> **EXERCISE INSTRUCTIONS**
a – Reproduce from the review of "The Raft" the passage starting with "Spoiler-filled synposis: Four" and going on through "lurid, and horrifying.", word for word.
b – Answer these questions from the review of "The Raft":
(i) In what year was the story first published?
(ii) How many college students visit the lake?
(iii) Which familiar horror theme does the review say the story fits?
c – Continue the review of "The Raft" from its last sentence.

> **EXCERPTED PASSAGE**
-- -- --

The story: “The Raft,” collected in Skeleton Crew. First published in 1982. Wikipedia entry here.

Spoiler-filled synposis: Four college students pay a visit to an isolated, tranquil lake to live up the last days of summer. Alas, they’re trapped out on the lake by a strange creature and are killed off one by one in excessively gruesome ways.

My thoughts: Ewwwwwwww.

I suspect this is what people who haven’t read Stephen King’s work, imagine that all Stephen King’s work is like: weird, lurid, and horrifying.

So far in this little October short story project, we’ve read Stephen King short stories that fit a number of classic horror sub-genres: we’ve seen the Lost Travellers and the Town with a Dark Secret; Lovecraftian Horror; the Faustian Bargain; and the Three Wishes. “The Raft” fits neatly into another familiar theme: Hormone-Addled Teenagers Engage in Forbidden Activities and Die Horribly.

-- -- --

> **PROVIDED MATERIAL**
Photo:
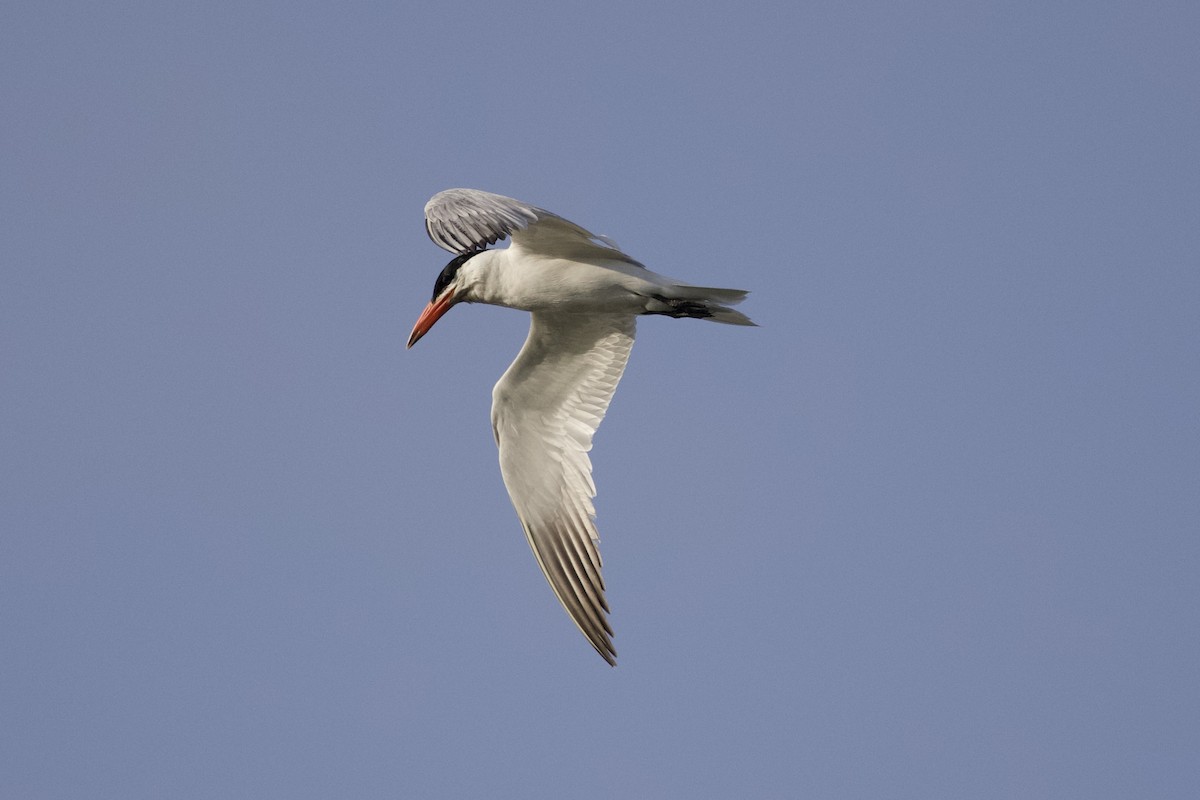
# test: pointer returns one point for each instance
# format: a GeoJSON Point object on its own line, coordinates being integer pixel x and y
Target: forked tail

-- -- --

> **RESULTS OF THE EXERCISE**
a –
Spoiler-filled synposis: Four college students pay a visit to an isolated, tranquil lake to live up the last days of summer. Alas, they’re trapped out on the lake by a strange creature and are killed off one by one in excessively gruesome ways.

My thoughts: Ewwwwwwww.

I suspect this is what people who haven’t read Stephen King’s work, imagine that all Stephen King’s work is like: weird, lurid, and horrifying.

b –
(i) 1982
(ii) Four
(iii) Hormone-Addled Teenagers Engage in Forbidden Activities and Die Horribly

c –
The first few pages of this story are spent getting to know our doomed protagonists: Randy (the nerd), Deke (the jock), Rachel (the sweet girl), and LaVerne (the mean girl). As I’ve noted in discussing other stories, King writes personal interaction well, and he’s got his finger on the pulse of teenage social dynamics. Even as horror envelops the protagonists, they’re evaluating relationships, competing for social status, and thinking about sex. In the brief time we have to get to know these kids, Randy and Rachel come across as the most sympathetic; Deke isn’t a villain, but he’s got a streak of the Stephen King “bully” archetype running through him, and LaVerne comes across as a bit of a boyfriend-stealing jerk.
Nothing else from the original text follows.